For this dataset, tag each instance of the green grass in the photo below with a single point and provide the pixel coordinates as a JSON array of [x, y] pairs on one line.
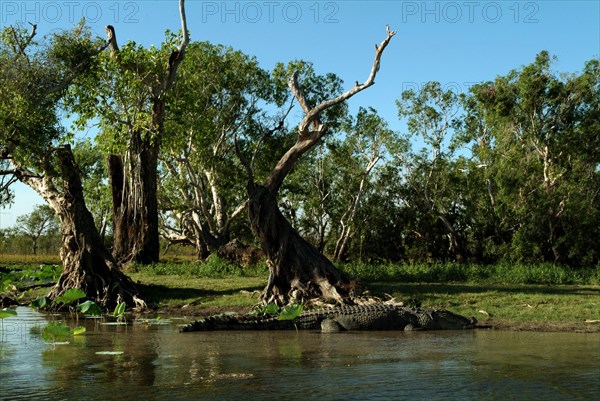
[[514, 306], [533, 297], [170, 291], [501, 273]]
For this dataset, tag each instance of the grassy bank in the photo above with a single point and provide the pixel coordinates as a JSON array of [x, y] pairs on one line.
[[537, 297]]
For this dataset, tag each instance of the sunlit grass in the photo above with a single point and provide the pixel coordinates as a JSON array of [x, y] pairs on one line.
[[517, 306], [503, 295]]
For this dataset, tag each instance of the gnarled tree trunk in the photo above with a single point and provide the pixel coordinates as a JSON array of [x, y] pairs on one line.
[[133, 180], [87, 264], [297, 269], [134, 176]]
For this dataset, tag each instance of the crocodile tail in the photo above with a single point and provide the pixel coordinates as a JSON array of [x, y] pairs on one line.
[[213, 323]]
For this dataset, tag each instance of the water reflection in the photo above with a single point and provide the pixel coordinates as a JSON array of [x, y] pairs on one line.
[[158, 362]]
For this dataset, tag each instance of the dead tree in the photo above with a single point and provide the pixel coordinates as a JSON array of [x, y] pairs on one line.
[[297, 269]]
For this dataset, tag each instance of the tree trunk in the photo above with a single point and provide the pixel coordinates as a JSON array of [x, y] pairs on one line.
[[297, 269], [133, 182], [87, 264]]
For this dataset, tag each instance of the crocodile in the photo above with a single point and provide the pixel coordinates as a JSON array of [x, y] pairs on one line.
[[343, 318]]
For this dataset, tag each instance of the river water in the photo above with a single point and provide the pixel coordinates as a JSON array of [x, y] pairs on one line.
---
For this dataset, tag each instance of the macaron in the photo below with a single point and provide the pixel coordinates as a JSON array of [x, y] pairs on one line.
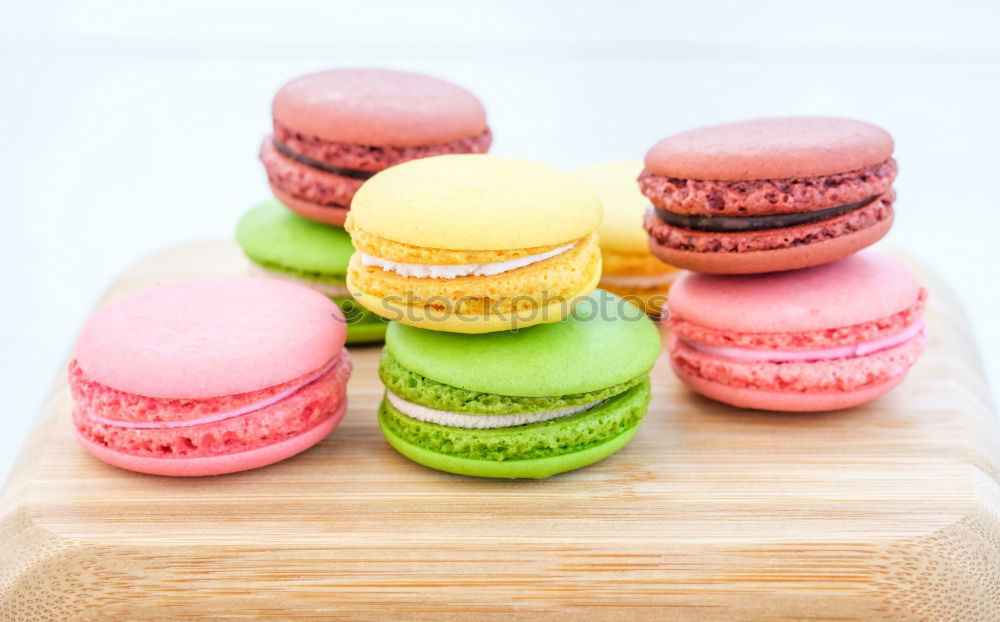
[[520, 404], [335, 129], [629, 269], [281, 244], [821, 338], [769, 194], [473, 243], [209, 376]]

| Exercise details |
Copy the data starting at the line that contains "For this dataset, tag each instance of the tree" and ending at the line that contains "[[343, 318]]", changing "tag" to "mark" and keeping everything else the same.

| Solution |
For this dataset, mark each instance of the tree trunk in the photo above with a single point and provide the pixel coordinates as a JSON array of [x, y] pairs on one line.
[[297, 269], [133, 182], [87, 264]]
For this dataset, mark each instance of the crocodile in the photo above with a single point and provide the pixel coordinates as a JSON array of [x, y] pairs on one line.
[[343, 318]]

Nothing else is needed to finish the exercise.